## What to do
Can you output, word for word, the lines beginning with the one that contains "of the horse" and continuing through the last of the lines, with the pictures left out?

** BEGIN Exercise data **

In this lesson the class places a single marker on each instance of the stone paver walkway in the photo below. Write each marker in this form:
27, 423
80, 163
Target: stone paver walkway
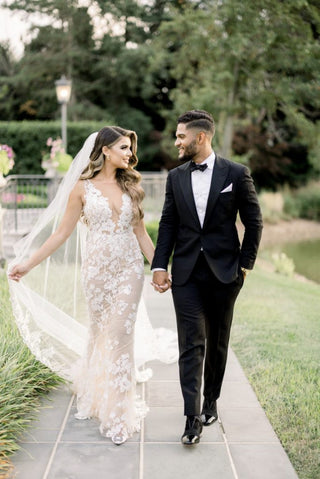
241, 445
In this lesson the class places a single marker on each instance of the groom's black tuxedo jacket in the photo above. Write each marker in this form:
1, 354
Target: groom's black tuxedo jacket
180, 228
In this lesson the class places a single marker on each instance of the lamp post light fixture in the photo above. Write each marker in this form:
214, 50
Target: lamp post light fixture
63, 91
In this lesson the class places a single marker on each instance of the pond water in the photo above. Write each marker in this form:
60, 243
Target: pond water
306, 257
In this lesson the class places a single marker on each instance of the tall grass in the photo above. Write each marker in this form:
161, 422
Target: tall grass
276, 336
22, 381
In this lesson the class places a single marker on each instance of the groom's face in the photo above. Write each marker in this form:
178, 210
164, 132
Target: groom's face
186, 142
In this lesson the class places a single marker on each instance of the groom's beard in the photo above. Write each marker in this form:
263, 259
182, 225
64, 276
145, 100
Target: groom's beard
190, 152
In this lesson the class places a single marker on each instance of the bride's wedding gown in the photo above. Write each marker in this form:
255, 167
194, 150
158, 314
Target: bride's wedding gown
112, 275
99, 355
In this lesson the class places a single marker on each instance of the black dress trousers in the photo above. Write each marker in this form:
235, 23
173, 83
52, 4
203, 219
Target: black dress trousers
204, 310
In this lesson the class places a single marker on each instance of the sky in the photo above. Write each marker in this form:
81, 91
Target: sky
13, 28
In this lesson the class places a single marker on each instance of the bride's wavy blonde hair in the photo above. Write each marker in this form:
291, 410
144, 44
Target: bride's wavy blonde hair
128, 179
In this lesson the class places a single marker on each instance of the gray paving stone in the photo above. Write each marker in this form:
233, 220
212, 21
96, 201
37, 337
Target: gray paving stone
163, 371
86, 431
174, 461
247, 424
31, 460
99, 461
167, 425
261, 461
165, 394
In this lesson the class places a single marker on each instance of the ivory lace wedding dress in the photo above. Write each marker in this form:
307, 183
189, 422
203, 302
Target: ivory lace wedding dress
86, 332
112, 275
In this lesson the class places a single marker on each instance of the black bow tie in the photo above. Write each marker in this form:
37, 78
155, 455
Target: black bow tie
194, 166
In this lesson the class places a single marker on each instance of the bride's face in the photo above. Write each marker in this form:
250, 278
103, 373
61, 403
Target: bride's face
119, 154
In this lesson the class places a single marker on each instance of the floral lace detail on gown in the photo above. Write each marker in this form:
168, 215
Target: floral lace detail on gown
112, 276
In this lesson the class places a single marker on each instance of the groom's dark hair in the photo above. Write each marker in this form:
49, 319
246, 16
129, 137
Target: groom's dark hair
200, 119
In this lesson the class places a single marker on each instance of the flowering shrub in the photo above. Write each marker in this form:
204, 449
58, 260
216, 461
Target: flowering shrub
6, 159
57, 157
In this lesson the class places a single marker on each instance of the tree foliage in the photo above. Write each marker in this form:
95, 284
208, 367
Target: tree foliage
255, 65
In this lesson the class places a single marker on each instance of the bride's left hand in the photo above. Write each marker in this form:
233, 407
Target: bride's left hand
18, 271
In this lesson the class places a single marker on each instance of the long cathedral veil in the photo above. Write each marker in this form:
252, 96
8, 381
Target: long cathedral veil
48, 303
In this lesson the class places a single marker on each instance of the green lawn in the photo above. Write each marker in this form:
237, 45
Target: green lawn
22, 381
276, 337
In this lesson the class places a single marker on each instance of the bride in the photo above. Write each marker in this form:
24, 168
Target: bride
97, 235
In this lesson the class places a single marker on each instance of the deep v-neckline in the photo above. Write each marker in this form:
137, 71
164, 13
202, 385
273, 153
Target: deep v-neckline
107, 198
116, 221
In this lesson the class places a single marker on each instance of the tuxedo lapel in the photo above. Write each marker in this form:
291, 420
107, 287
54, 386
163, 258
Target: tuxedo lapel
186, 189
219, 174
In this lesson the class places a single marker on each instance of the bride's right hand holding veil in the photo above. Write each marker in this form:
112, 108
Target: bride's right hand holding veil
62, 233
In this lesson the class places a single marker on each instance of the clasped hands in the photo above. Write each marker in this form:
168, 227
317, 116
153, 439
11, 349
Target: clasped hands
161, 281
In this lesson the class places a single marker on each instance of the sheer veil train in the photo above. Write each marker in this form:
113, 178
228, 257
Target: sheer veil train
49, 304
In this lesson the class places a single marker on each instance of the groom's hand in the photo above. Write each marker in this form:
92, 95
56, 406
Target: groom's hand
161, 281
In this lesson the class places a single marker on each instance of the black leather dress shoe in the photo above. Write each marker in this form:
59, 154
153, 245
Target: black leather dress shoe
209, 413
192, 431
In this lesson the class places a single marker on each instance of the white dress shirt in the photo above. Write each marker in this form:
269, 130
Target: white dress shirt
201, 181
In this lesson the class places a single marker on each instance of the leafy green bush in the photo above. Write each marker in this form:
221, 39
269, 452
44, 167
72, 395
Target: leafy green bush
29, 140
304, 203
23, 380
152, 228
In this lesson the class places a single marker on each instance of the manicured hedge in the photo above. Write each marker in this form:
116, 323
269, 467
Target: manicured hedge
28, 140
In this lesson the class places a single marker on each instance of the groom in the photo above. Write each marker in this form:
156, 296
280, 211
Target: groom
198, 222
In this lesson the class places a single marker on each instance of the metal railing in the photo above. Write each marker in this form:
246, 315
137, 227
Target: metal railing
24, 197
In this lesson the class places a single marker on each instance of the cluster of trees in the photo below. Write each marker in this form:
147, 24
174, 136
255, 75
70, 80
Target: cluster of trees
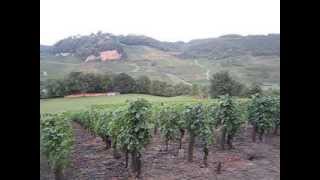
83, 46
222, 83
78, 82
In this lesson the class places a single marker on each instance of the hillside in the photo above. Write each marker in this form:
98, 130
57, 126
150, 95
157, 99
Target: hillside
248, 58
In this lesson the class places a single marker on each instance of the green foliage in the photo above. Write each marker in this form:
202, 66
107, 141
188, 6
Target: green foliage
55, 88
261, 112
195, 90
194, 117
222, 83
135, 132
124, 83
169, 123
143, 85
56, 139
227, 115
255, 88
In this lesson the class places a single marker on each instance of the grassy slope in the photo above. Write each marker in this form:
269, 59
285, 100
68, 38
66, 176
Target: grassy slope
161, 65
64, 104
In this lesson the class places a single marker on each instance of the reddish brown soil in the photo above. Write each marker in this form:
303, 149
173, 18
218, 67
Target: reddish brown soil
90, 161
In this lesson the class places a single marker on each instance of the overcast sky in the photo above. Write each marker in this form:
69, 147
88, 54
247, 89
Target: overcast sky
166, 20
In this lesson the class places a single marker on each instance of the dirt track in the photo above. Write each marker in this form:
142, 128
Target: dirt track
90, 161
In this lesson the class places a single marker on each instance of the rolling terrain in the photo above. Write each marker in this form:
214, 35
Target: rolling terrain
248, 58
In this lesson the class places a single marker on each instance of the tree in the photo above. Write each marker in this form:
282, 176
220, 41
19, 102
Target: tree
135, 132
124, 83
222, 83
260, 115
204, 91
276, 113
55, 88
182, 89
158, 88
227, 119
143, 85
195, 90
255, 88
194, 116
168, 121
56, 140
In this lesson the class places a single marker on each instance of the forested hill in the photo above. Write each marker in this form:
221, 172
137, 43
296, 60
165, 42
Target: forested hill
214, 48
254, 58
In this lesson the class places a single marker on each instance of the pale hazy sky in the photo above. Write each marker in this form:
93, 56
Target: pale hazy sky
166, 20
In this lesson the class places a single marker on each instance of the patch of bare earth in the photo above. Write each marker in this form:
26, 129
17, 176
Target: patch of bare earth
90, 160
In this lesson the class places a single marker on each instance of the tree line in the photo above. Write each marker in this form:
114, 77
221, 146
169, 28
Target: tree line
221, 83
79, 82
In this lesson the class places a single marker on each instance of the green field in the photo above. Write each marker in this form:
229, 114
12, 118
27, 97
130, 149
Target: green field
161, 65
71, 104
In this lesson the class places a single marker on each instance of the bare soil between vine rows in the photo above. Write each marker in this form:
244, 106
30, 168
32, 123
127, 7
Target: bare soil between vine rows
90, 161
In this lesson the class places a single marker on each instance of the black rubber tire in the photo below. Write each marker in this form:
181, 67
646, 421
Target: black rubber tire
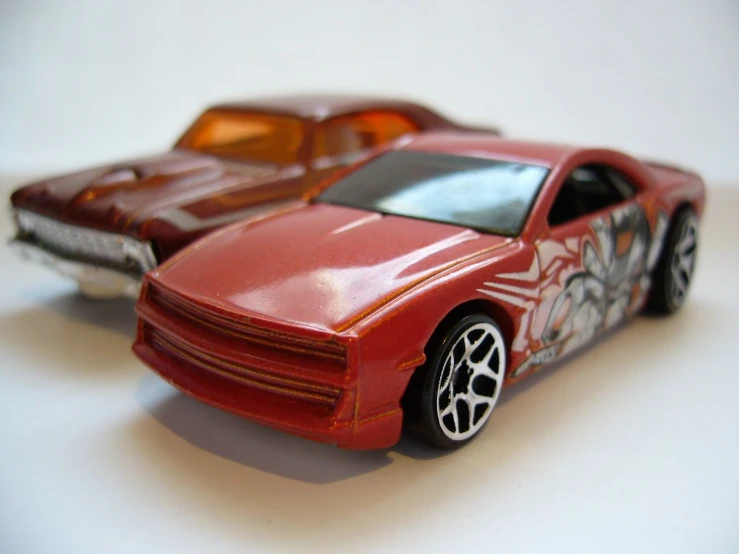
660, 301
419, 402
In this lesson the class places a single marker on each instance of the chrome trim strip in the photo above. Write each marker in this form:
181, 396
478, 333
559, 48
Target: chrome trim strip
94, 281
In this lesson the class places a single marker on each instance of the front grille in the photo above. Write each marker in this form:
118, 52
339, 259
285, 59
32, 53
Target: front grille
259, 341
256, 379
99, 247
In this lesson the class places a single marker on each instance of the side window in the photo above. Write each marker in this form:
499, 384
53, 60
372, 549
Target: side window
588, 189
344, 139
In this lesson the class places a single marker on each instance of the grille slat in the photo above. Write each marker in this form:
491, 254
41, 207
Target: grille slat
301, 349
249, 377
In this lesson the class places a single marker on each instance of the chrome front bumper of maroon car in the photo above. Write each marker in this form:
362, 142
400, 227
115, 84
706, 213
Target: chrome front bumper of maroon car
103, 264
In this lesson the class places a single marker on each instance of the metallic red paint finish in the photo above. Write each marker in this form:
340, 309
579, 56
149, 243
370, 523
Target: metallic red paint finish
373, 287
134, 197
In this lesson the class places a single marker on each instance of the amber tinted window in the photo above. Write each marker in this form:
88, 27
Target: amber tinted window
354, 133
252, 136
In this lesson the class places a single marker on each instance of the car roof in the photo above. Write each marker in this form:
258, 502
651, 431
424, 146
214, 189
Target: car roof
490, 146
321, 106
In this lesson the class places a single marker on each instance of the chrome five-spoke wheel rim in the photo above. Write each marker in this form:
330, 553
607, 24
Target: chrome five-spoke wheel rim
470, 381
683, 261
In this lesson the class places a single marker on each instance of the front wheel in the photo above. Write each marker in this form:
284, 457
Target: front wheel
459, 385
674, 272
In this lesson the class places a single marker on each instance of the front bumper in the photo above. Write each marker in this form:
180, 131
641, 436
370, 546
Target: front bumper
321, 405
95, 281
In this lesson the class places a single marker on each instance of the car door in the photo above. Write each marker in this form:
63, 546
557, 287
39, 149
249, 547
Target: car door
343, 140
593, 259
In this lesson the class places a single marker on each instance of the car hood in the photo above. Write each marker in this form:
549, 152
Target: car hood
321, 266
120, 197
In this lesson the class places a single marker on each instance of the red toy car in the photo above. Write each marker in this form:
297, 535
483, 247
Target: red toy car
105, 227
417, 286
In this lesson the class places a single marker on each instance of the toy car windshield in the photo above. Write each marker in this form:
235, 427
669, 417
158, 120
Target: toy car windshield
260, 137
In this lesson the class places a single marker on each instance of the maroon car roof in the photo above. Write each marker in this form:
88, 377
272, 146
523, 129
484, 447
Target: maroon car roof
487, 145
321, 106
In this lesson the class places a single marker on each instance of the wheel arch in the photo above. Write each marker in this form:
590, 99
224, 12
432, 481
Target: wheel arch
470, 307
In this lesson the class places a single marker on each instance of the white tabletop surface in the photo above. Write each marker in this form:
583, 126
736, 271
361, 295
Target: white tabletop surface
632, 446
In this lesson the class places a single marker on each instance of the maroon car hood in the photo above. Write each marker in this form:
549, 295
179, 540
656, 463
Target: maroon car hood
320, 266
122, 196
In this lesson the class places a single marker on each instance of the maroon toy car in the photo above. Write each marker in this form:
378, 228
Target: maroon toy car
417, 286
107, 226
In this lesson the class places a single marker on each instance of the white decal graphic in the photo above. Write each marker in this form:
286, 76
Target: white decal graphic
578, 286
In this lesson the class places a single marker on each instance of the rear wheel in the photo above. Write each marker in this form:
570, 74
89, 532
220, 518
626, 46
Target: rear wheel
674, 272
458, 387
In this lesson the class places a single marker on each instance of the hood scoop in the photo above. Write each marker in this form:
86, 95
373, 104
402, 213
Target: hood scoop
119, 176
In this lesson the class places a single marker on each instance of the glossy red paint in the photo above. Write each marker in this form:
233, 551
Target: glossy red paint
313, 320
171, 199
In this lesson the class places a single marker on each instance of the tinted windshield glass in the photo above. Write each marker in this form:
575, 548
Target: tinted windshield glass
252, 136
489, 195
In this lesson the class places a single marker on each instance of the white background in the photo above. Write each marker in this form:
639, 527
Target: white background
632, 446
88, 81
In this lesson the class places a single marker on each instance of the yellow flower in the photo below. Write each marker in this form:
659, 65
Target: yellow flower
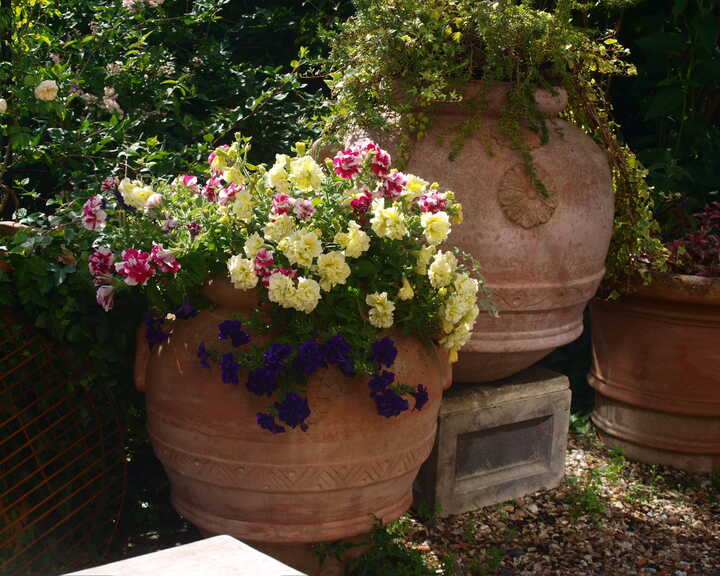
435, 226
457, 217
414, 186
406, 292
276, 177
301, 247
234, 175
333, 270
279, 227
306, 296
281, 290
305, 173
387, 222
253, 244
134, 193
242, 273
355, 241
381, 310
423, 259
242, 205
442, 269
46, 91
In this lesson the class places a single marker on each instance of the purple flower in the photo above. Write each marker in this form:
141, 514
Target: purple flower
154, 333
421, 397
203, 356
294, 410
379, 382
390, 403
230, 368
309, 357
276, 355
262, 381
194, 228
347, 368
232, 330
186, 311
337, 350
383, 352
267, 421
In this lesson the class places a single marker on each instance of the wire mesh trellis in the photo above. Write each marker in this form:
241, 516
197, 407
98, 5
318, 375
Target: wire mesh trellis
62, 460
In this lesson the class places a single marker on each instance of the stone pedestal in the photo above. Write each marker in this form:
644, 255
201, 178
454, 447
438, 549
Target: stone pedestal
497, 442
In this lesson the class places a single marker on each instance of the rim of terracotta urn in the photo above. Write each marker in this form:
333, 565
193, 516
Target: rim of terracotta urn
687, 288
680, 288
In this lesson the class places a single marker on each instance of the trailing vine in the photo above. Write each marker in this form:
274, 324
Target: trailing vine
395, 60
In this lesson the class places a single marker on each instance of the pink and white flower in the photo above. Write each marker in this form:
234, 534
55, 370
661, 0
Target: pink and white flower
135, 267
393, 184
263, 263
282, 204
100, 264
433, 202
380, 160
303, 208
227, 195
105, 297
348, 163
153, 202
164, 259
292, 274
93, 215
361, 204
109, 184
211, 188
188, 181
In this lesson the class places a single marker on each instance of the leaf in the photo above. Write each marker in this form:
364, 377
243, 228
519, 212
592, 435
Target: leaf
666, 101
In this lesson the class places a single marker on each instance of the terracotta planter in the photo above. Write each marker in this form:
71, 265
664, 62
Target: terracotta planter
543, 258
656, 372
230, 477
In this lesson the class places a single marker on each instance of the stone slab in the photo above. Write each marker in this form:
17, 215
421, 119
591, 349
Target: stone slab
217, 556
497, 442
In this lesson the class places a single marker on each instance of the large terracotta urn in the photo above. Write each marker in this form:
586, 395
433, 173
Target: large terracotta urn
656, 372
229, 476
542, 256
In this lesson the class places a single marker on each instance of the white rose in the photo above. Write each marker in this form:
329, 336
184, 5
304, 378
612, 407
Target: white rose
306, 296
46, 90
242, 273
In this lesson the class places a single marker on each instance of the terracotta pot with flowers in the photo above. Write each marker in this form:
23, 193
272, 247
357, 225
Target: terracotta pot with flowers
502, 103
656, 358
299, 404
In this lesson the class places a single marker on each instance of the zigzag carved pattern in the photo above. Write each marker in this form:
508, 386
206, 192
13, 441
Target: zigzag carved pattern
272, 477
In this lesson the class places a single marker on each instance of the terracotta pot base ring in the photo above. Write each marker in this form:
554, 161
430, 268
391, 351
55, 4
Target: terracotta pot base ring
682, 448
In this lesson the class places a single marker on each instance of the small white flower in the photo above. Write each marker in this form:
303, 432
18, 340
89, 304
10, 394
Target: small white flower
242, 273
46, 91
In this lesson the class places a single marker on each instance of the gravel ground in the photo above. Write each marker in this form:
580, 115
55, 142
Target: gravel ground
609, 516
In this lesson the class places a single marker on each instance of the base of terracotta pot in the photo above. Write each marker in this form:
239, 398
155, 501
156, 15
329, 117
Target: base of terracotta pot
688, 442
306, 557
294, 534
476, 367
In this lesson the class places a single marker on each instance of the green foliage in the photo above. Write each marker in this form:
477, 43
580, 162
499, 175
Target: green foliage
394, 60
387, 555
670, 111
581, 425
139, 85
584, 495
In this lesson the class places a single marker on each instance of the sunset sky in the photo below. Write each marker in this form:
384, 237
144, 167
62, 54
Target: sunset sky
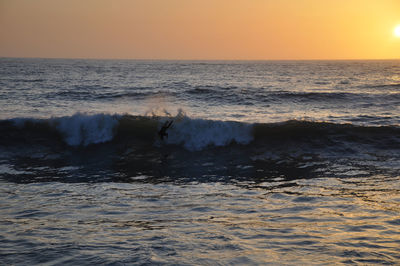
200, 29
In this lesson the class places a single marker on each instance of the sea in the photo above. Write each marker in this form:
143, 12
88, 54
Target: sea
265, 162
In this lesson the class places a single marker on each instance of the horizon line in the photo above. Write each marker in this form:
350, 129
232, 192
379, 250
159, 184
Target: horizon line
171, 59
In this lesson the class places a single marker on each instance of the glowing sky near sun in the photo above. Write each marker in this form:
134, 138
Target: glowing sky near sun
200, 29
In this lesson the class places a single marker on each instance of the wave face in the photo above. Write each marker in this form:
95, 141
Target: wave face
191, 133
103, 147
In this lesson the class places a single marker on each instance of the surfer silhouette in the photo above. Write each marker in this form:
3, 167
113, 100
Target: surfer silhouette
163, 131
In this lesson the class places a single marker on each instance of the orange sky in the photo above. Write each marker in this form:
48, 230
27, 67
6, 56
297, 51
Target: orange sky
200, 29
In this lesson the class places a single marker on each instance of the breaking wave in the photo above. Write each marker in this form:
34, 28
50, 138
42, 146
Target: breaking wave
193, 134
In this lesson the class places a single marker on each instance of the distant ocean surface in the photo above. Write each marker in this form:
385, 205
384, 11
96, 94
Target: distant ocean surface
281, 162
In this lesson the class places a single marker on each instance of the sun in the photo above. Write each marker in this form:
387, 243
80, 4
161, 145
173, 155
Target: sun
397, 31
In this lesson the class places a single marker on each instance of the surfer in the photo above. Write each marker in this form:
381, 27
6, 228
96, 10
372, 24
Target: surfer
163, 131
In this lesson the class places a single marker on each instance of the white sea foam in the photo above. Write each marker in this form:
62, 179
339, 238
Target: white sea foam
83, 129
196, 134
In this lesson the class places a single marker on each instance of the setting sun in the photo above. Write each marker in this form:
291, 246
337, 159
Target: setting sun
397, 31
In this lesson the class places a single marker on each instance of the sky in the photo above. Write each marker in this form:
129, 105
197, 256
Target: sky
200, 29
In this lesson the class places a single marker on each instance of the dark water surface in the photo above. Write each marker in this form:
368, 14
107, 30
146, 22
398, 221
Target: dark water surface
288, 162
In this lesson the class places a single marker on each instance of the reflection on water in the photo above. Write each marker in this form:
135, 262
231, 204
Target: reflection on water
299, 221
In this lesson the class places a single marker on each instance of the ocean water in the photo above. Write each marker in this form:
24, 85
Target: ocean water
280, 162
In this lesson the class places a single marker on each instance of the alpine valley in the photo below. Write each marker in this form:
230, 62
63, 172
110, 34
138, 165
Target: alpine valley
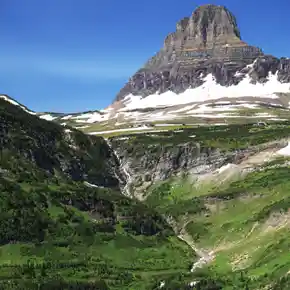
181, 183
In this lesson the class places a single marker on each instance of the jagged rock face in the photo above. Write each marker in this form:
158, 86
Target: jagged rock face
161, 162
208, 42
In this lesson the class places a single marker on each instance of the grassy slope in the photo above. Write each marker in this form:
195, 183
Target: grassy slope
246, 224
57, 233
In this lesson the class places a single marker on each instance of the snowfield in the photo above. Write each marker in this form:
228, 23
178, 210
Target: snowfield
210, 90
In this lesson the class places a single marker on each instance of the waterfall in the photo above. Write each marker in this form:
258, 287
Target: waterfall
124, 171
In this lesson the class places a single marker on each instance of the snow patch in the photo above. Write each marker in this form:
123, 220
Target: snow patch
285, 151
16, 104
210, 90
47, 117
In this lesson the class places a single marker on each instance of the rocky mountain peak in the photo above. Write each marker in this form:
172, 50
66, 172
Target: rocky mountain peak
206, 46
208, 26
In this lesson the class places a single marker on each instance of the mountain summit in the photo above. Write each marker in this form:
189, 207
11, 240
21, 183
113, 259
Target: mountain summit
206, 46
204, 73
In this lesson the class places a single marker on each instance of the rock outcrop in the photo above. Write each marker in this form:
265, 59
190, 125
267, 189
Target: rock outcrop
151, 163
207, 42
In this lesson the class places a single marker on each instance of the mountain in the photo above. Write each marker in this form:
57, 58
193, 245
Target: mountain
204, 73
206, 208
64, 222
205, 51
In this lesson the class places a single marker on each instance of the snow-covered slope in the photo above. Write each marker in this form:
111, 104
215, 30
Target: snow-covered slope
13, 102
210, 90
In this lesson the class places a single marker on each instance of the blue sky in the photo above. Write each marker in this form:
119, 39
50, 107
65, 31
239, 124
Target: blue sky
75, 55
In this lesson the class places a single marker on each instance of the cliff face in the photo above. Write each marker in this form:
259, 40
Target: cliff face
147, 161
207, 42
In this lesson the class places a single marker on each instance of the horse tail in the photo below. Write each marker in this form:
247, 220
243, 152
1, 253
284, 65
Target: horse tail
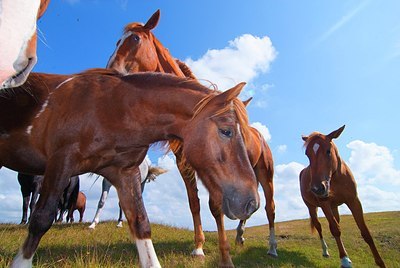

** END Exercise data **

## Final answer
In this lesson the class places a single marker on each instance of the horse tail in the photo below. Write each marker in this form:
247, 220
243, 152
1, 253
284, 65
Target: horse tail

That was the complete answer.